■ **What the exercise asks**:
Copy the rows from the line containing "Annotate every instance of the bicycle frame" to the end, swapping "rusty metal surface" for "corroded metal surface" and leaving everything else unchanged.

Named object pointing rows:
-*-

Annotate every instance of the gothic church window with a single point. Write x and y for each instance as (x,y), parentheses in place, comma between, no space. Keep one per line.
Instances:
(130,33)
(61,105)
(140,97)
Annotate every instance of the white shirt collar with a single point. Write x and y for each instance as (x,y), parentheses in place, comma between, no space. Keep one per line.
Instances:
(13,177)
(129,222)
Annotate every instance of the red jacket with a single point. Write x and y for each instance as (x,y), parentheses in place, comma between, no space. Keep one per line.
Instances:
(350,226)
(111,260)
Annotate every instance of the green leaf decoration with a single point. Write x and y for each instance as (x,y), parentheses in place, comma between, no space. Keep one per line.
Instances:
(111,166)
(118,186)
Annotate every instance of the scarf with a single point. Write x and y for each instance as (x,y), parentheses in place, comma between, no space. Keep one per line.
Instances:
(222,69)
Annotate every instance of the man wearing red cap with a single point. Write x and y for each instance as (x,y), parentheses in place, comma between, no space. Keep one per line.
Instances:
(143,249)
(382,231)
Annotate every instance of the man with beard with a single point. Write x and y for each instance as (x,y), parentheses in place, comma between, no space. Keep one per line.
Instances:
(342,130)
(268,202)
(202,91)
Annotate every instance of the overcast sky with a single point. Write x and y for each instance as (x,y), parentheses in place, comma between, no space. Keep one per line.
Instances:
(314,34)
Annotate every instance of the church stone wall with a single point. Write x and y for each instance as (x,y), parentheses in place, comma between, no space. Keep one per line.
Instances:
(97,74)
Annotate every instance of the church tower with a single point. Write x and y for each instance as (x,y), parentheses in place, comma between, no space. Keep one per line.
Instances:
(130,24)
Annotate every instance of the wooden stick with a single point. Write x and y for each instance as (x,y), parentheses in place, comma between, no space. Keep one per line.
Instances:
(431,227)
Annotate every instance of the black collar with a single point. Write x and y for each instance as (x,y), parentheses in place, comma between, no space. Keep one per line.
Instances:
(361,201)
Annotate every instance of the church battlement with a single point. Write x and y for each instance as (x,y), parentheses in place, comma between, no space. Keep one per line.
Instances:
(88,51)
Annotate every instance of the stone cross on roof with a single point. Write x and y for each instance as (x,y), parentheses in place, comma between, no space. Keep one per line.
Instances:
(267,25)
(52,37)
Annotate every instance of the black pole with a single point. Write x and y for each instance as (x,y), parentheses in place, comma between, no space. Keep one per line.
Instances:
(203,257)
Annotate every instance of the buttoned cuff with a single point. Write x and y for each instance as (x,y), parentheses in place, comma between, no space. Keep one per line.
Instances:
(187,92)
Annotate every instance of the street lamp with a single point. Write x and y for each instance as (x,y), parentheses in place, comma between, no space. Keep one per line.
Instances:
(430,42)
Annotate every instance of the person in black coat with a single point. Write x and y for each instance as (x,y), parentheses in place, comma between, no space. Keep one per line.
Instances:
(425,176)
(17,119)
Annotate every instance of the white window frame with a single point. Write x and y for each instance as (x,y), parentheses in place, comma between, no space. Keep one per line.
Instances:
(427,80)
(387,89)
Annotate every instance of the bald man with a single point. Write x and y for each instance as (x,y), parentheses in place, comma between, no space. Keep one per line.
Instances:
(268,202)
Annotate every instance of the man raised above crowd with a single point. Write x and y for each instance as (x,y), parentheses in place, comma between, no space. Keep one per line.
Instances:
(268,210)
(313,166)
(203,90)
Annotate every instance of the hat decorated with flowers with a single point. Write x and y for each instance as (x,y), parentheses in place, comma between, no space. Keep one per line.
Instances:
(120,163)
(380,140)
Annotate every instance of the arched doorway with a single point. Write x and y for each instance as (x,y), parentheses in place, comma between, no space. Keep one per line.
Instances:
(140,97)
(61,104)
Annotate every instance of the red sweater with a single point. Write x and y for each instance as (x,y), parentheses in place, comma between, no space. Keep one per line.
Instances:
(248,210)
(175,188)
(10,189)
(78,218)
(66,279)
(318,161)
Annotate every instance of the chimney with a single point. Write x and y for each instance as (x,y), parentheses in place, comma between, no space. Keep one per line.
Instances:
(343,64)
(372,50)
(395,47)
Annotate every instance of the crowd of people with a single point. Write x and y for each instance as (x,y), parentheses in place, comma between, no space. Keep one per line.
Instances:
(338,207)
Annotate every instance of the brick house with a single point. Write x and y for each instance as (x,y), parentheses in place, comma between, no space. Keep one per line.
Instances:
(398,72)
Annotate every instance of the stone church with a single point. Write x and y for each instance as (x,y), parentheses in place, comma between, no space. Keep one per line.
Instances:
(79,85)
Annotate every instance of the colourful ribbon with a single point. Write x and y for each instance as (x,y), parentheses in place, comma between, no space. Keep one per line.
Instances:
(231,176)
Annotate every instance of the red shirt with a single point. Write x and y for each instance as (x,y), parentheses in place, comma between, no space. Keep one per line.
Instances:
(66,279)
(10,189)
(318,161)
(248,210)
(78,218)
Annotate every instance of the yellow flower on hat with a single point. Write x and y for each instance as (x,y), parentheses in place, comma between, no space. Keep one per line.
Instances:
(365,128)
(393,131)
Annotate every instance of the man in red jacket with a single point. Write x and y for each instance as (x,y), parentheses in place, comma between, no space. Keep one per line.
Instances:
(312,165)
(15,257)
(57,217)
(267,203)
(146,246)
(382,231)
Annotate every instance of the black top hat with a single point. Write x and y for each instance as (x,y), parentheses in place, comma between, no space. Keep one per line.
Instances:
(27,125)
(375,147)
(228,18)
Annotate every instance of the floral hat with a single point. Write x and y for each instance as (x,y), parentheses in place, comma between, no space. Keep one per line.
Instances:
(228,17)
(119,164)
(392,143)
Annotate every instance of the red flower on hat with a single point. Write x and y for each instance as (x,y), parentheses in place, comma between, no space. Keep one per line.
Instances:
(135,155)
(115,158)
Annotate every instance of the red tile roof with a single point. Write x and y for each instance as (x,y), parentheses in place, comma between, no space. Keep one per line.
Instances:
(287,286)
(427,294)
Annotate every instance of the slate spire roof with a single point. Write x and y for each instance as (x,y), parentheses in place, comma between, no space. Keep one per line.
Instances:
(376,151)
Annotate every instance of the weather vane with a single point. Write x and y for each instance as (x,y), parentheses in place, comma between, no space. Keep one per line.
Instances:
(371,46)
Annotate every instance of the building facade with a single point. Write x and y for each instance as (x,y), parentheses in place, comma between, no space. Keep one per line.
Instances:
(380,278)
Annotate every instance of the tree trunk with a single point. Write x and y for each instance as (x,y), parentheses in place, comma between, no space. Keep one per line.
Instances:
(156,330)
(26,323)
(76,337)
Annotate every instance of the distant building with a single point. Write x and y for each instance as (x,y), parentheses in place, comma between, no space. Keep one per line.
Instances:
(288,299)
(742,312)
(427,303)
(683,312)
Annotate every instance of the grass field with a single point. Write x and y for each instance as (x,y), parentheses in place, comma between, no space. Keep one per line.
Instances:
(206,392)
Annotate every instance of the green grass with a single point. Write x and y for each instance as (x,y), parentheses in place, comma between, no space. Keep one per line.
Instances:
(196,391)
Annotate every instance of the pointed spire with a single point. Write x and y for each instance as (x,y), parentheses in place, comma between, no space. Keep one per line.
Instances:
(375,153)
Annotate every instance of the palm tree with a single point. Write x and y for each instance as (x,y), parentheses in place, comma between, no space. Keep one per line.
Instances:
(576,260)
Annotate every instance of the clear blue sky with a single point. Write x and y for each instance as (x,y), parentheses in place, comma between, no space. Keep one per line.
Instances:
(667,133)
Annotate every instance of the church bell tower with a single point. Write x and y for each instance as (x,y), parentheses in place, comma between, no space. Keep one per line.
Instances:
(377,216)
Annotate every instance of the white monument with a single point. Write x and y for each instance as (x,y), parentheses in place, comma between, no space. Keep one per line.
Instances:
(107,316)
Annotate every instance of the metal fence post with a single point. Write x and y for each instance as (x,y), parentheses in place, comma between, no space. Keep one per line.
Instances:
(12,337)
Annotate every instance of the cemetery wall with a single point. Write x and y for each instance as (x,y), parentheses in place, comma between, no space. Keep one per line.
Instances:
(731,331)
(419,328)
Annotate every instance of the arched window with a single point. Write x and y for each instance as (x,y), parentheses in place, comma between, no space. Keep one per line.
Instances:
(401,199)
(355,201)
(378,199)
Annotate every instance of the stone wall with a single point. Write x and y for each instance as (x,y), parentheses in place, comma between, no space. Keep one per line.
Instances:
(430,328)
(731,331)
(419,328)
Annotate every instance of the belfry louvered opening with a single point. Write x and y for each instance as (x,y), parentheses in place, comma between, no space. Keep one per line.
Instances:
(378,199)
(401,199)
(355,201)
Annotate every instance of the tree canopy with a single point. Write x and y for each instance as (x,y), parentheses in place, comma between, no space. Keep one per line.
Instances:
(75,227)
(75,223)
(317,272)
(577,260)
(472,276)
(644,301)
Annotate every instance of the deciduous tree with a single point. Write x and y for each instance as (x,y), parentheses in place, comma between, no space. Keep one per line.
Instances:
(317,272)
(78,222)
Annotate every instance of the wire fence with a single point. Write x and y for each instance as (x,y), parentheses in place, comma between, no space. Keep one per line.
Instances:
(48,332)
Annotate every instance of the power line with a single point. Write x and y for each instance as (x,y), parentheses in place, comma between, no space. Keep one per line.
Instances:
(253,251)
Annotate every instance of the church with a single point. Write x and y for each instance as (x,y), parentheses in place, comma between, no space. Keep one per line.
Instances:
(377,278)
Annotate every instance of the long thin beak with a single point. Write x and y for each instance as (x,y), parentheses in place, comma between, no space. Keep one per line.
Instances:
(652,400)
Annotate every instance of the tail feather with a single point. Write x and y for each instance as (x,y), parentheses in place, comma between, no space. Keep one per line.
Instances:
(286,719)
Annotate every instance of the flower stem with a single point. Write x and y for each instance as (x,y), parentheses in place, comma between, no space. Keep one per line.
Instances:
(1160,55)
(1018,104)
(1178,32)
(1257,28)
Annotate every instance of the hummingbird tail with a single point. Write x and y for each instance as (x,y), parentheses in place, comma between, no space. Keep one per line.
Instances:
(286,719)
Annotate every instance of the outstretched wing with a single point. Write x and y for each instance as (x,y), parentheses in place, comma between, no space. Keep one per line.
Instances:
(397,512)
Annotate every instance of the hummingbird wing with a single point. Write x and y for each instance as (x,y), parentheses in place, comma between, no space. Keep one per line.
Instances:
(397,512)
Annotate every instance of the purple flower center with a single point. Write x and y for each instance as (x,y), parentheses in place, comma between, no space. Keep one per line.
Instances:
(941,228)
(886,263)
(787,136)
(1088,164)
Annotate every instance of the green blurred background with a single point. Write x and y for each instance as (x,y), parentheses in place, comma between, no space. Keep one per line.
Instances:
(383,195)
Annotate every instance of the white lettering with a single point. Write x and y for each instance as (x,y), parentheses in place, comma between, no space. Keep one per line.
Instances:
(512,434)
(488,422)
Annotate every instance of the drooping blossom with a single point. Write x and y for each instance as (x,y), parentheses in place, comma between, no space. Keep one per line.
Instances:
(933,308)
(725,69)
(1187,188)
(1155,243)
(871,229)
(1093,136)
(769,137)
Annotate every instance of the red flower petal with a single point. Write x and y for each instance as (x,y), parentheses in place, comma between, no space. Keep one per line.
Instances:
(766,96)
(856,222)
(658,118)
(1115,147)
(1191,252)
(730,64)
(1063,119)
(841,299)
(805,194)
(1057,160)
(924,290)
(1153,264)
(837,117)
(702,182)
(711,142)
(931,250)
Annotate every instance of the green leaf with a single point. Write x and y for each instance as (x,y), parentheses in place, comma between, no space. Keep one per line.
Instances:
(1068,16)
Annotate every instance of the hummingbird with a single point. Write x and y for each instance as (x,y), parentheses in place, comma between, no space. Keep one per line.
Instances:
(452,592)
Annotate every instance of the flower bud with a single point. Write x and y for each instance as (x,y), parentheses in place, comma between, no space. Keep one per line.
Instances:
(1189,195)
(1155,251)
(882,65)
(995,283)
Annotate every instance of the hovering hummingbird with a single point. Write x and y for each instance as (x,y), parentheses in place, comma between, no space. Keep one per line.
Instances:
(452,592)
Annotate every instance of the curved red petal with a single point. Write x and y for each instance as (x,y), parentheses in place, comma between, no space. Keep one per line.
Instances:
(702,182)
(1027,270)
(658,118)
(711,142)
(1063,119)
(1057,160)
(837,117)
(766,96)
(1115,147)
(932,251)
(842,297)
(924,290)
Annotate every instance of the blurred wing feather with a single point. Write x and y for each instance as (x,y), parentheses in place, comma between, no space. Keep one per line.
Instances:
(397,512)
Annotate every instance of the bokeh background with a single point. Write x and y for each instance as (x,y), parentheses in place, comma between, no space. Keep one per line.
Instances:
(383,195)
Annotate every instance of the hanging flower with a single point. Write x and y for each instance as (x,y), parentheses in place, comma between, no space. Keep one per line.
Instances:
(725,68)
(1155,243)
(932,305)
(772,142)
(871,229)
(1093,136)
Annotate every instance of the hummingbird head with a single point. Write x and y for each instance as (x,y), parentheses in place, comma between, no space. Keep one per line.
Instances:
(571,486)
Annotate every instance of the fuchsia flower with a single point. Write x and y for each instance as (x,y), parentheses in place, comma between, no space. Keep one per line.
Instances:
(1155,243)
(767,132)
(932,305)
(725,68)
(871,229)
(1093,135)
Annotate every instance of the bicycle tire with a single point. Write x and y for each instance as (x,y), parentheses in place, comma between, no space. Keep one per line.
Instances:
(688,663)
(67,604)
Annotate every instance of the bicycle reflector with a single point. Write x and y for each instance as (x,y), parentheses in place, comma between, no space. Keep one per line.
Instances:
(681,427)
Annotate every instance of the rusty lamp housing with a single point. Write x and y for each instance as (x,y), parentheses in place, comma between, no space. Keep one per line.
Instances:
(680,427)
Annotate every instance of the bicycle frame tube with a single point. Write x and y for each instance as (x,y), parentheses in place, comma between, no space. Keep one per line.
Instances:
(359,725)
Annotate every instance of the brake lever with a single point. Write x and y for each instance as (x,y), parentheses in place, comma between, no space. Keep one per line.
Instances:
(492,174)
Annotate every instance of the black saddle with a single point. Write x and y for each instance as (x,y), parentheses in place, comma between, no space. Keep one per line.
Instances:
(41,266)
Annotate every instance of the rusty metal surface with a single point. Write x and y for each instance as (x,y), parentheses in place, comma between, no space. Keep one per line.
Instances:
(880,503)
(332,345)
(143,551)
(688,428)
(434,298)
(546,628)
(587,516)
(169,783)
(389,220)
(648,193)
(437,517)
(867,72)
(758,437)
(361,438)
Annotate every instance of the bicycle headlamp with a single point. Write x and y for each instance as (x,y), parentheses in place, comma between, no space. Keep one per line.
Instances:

-*-

■ **Response for this exercise**:
Annotate every instance of the bicycle frame tube with a single point. Write x and y for each instance as (x,y), parentheses in place, comma between, no space. Keep one per line.
Instances:
(359,725)
Annotate every instance of the brake lever with a single point. Write x and y for each instance as (x,y), parentheses in place, comma between, no space. Keep one per line.
Instances:
(492,174)
Annotate every instance of the black saddle with a single point. Write x and y for each instance as (x,y), parentheses in place, comma between, no space. Keep one per line.
Instances:
(41,266)
Annotate every instance of the corroded metal surface with a single point. Write x and y for each instance as (x,y), parentheses in place, comma between, no space. Keep one per line.
Instances:
(880,503)
(332,345)
(143,551)
(688,428)
(434,298)
(546,628)
(587,516)
(169,783)
(389,220)
(648,193)
(437,517)
(867,72)
(758,437)
(361,438)
Annotate every instance of the bicycle headlamp with a single point. Write x and y for each instance as (x,y), parentheses in place, comma between, no space. Keep one per line.
Instances:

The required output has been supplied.